Understanding involuntary movement patterns in autism

A tendency to walk on tiptoe, repetitive gesticulation, nail-biting or banging of the head against a wall may be signs of a hereditary autism spectrum disorder. Emanuela Santini is studying the genes that control the symptoms, and is hoping to find an effective therapy.

Emanuela Santini

PhD Medicine and Health Science

Wallenberg Academy Fellow 2017

Karolinska Institutet

Research field:
What causes repetitive behaviors in autism?

Santini is waiting in the reception area, and leads the way through three security doors and gates before we reach her office at the Department of Neuroscience at Biomedicum, Karolinska Institutet (KI) in Solna, just north of Stockholm. The mezzanine design extending several floors up to the roof, and generous glass walls lend an open and spacious feel to the building.

Santini enthusiastically explains how the transparency of the architecture facilitates meetings across departmental boundaries:

“It can be hard for researchers to collaborate, but there are no walls here. It’s stimulating to be with people without any physical obstacles in the way. We speak a language that knows no bounds.”

Repetitive movements

Being chosen as a Wallenberg Academy Fellow persuaded Santini to leave the U.S. to establish a research team at KI. Since summer 2018 she and her fellow researchers have been trying to understand what causes repetitive behaviors in children with an autism spectrum diagnosis.

### ENTRIES SUPPLIED
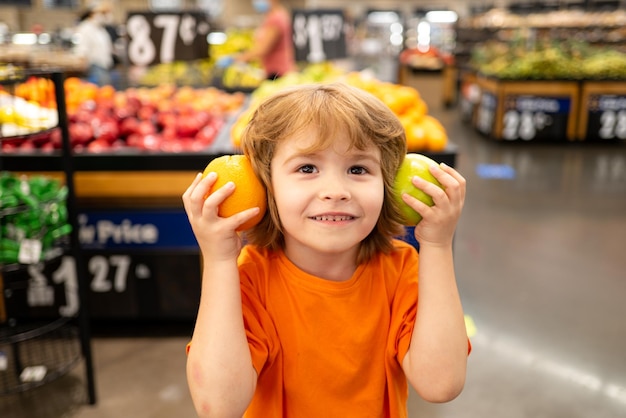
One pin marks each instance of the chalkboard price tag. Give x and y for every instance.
(486, 113)
(535, 118)
(606, 117)
(319, 35)
(155, 38)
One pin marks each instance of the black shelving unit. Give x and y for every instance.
(42, 348)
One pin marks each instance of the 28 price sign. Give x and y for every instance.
(319, 35)
(534, 117)
(155, 38)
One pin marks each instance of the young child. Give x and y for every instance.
(318, 314)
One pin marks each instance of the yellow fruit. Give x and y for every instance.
(413, 165)
(249, 191)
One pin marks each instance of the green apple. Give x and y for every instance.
(413, 165)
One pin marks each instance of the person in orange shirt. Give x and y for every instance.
(273, 44)
(319, 310)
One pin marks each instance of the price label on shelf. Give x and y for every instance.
(533, 117)
(486, 113)
(319, 35)
(606, 117)
(155, 38)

### TASK REQUIREMENTS
1. Decide whether each statement agrees with the article about autism research, and support each yes or no with the deciding words quoted from it.
(a) Santini's office is at the Department of Neuroscience at Biomedicum in Solna.
(b) Santini and her fellow researchers have been studying repetitive behaviors since summer 2017.
(c) Santini says it is easy for researchers to collaborate.
2. Please extract the passage of the article about autism research between "Understanding involuntary movement" and "an effective therapy.", inclusive.
3. Carry the article about autism research on past its last sentence.
The material above is separate from the article about autism research.

### ANSWERS PER TASK
1.
(a) Yes: "her office at the Department of Neuroscience at Biomedicum, Karolinska Institutet (KI) in Solna"
(b) No: "Since summer 2018 she and her fellow researchers have been trying to understand what causes repetitive behaviors"
(c) No: "It can be hard for researchers to collaborate, but there are no walls here."

2.
Understanding involuntary movement patterns in autism

A tendency to walk on tiptoe, repetitive gesticulation, nail-biting or banging of the head against a wall may be signs of a hereditary autism spectrum disorder. Emanuela Santini is studying the genes that control the symptoms, and is hoping to find an effective therapy.

3.
Autism is a functional disorder that is congenital or acquired early, appearing before the age of three. Symptoms include communication difficulties and a disinclination to play with other children.

Some people with autism repeat the same sound or movement over and over again. It is quite common for them to walk on tiptoe or harm themselves by banging their head against a wall.

Few studies have examined the cause of the disorder, and how it should be treated.

Santini’s team is studying molecular causes of changes in the synapses between neurons in the part of the brain that controls volitional movements.

“We believe the behavior is due to an uncontrollable production of proteins that regulate synaptic plasticity,” Santini explains.

Studies have shown that several genetic mutations, including eIF4E, can result in various forms of autism spectrum disorder. The research team is now studying how mice with the same mutation behave.

“The functional impairment can be recreated in mice, enabling us to study both their behavior and processes in their brains.”

Hard to rethink

Mice with autism may also repeat the same movements again and again. They rub their fur off around their snouts or compulsively burrow.

They also lack the ability to make new decisions. If the transgenic mice have learnt to find an escape route between two cages and the route is blocked off, they are unable to work out an alternative solution.

“Humans with autism also find it difficult to change their patterns of behavior. If they are used to parking their car in a certain place, and that place is occupied, they may become paralyzed – unable to look for another parking place.”

Nor are the transgenic mice particularly sociable. Given the choice between a cage with a toy in it and one containing another mouse, they usually prefer the toy.

“If we can translate the findings from animal-based studies to humans, we may find common molecular patterns that help us to make a diagnosis and develop drugs. At the moment we are trying to ascertain the region of the brain involved, and look for the protein that codes for certain behaviors.”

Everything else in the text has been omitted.